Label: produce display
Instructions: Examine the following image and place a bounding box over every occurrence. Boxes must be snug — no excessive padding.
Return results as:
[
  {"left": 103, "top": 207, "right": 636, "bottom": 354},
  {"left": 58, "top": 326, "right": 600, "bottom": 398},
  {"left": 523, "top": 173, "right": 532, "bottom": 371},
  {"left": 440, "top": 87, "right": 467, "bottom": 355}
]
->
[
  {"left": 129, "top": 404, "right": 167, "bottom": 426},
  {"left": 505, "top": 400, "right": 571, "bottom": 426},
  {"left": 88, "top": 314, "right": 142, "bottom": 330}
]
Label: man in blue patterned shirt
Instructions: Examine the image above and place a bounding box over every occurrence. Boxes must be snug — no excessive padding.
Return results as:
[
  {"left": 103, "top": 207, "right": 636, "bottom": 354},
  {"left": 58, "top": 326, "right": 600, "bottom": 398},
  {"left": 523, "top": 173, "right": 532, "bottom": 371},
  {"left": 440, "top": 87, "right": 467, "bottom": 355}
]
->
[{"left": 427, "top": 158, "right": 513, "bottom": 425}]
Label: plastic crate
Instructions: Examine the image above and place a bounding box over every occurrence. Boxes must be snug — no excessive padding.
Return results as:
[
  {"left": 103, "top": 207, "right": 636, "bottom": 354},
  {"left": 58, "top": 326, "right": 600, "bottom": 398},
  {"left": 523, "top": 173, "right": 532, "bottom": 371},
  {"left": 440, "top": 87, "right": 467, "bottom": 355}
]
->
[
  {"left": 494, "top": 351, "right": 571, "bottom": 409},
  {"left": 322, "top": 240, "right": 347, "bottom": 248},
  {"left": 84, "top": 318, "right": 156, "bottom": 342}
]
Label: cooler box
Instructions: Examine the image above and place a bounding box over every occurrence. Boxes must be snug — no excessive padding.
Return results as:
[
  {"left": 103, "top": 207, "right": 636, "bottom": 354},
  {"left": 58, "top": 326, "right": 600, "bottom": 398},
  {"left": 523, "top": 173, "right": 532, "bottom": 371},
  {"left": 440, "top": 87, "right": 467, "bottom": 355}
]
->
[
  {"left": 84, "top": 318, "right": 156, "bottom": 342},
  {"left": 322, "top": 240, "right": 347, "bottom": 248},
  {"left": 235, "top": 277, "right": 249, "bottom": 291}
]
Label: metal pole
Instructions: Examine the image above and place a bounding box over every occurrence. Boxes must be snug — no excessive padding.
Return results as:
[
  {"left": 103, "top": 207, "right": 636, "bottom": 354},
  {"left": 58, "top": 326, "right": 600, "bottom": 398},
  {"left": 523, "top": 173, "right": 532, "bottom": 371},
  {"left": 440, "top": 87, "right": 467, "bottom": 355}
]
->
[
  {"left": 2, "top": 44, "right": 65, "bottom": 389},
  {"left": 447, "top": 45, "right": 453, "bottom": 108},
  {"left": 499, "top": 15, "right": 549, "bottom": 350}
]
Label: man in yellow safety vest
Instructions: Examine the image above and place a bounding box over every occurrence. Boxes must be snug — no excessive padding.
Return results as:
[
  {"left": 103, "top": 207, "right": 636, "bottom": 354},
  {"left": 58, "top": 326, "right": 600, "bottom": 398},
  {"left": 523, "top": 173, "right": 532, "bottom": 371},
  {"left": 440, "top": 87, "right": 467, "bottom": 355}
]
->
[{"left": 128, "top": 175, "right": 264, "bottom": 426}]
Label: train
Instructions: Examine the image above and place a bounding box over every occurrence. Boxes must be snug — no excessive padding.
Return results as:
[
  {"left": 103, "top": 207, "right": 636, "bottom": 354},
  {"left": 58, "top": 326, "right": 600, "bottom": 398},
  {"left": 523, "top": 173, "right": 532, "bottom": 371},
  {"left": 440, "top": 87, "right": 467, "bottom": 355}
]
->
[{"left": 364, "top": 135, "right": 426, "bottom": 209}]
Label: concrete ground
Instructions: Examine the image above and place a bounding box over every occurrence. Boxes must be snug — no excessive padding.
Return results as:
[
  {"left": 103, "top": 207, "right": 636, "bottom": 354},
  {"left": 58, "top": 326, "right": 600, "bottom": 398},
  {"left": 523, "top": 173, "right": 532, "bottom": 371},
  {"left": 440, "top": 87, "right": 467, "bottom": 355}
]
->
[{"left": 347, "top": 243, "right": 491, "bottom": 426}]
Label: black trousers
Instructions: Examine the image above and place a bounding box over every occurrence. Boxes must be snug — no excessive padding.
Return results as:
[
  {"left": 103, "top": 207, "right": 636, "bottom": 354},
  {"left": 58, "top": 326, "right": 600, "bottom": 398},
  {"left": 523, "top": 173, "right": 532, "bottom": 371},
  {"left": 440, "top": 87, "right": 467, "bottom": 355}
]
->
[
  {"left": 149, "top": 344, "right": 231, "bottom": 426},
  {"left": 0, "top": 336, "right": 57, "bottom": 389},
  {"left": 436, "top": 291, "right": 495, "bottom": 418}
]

----------

:: PROBLEM REQUIREMENTS ::
Locate every line in the rows above that contains the string "Label", and copy each of those lines in full. The match is case-sensitive.

:: RESULT ::
Label: produce display
Label: man in blue patterned shirt
Label: plastic crate
Label: cooler box
Label: metal pole
Label: man in yellow safety vest
Label: train
Label: concrete ground
Label: black trousers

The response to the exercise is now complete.